*ZU ERLEDIGEN A:* Was ist laut dem Forenbeitrag die Mutter des Freundes von Beruf?
*ZU ERLEDIGEN B:* Schreibe aus dem Forenbeitrag den Abschnitt von „Sein Vater ist“ bis einschließlich „Mitgliedern zur Verfügung.“ ab.

*TEXT ZUR PRÜFUNG:*
○ ○ ○ ○ ○ ○ ○
Bluescreen07 schrieb:


> Strg + Alt + Entf --> Computer sperren


war aber er geht ja eigendlich davon aus das man in einer FAMILIE nicht angst haben muss um seine privatsphäre



shadow24 schrieb:


> also das ist natürlich ein Paradebeispiel wie es in der Familie nicht laufen sollte...erst in den privaten Unterlagen schnüffeln und dann noch vor der Familie zum Rapport...das wär genau so,als hätten damls die Eltern von dessen Eltern in ihren Tagebüchern gelesen und sie dann zur Antwort gewungen...
> 
> aber was willst du für Tipps hören?meiner Meinung nach ist das vom Typ abhängig.der eine geht cooler damit um,der andere rastet aus...
> normalerweise kann nur ein ganz offenes Gespräch mit den Eltern folgen.wenn das für deinen Kumpel unzufriedenstellend ausgeht,muss er entweder ausziehen oder sich weiter damit arrangieren das so eine Überwachungssituation immer mal wieder vorkommen kann...eine andere Alternative gibts eh nicht...


er speichert seine tagebucheinträge (es sei dahingestellt warum er tagebuch schreibt aber er tut es und da möchte ich KEINE diskussion haben ala hihhi er schreibt tagebuch weichei etc. )
und die haben sie gelesen.

Ich versteh nicht warum ihr nur auf Porn kommt er hat auch arbeitsunterlagena uf dem PC, Tagebücher, klar Pr0n auch aber das ist doch wohl noch das harmloseste

edit: an scrätcher

ok er arbeitet kriegt sein gehalt und verwaltet dies auch selbst, hat ein eigenes auto und wohnt zum arbeiten bei seiner oma auf seinem eigenen stockwerk um das er sich selbst kümmert.
Zudem ist der "technische Vewalter" im Haus sprich ist n PC kauptt machts er (in dem Bereich liegt seine Arbeit also liegt das ja nah)
Sein Vater ist frühpensionär (ehem. BW in gehobener position jetzt div. ehrenamtliche tätigkeiten utner anderem für die kriche da die familie im grunde unglaublich christlich ist mit einer ausnahme 


			Dieser Inhalt steht nur eingeloggten Mitgliedern zur Verfügung.
        

 )
Seine mutter ist hausfrau schon immer
Er war zieeeemlich lang n Stubenhocker und eher schüchtern was wir im freudneskreis erst ändern mussten und haben ihn schlussendlich zum weggehn bewegt etc. ich denke das hier das problem liegt

btw scrätcher genau solche posts will ich das ist einfach super


----------



## picollo0071 (17. August 2009)
○ ○ ○ ○ ○ ○ ○
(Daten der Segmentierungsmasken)
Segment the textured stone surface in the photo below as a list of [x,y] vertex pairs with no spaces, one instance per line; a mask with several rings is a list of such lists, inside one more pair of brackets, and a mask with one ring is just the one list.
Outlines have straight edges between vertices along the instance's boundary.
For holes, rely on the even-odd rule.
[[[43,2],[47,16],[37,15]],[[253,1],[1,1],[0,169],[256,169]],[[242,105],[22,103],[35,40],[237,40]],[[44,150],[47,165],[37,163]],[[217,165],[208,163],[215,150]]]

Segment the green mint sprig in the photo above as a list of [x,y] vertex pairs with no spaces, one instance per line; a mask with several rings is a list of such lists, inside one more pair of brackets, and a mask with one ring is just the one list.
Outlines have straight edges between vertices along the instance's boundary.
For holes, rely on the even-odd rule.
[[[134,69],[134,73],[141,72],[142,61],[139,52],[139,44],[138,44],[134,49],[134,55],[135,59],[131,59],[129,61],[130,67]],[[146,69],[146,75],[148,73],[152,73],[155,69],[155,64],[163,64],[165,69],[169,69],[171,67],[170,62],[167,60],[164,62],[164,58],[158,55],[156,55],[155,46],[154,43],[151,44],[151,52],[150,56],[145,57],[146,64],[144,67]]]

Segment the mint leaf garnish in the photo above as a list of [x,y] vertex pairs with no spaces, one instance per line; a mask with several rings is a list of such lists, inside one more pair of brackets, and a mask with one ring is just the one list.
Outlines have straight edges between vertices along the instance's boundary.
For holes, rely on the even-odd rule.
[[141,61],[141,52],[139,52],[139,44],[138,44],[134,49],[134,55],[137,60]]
○ ○ ○ ○ ○ ○ ○
*LÖSUNG A:* Sie ist schon immer Hausfrau.

*LÖSUNG B:*
Sein Vater ist frühpensionär (ehem. BW in gehobener position jetzt div. ehrenamtliche tätigkeiten utner anderem für die kriche da die familie im grunde unglaublich christlich ist mit einer ausnahme 


			Dieser Inhalt steht nur eingeloggten Mitgliedern zur Verfügung.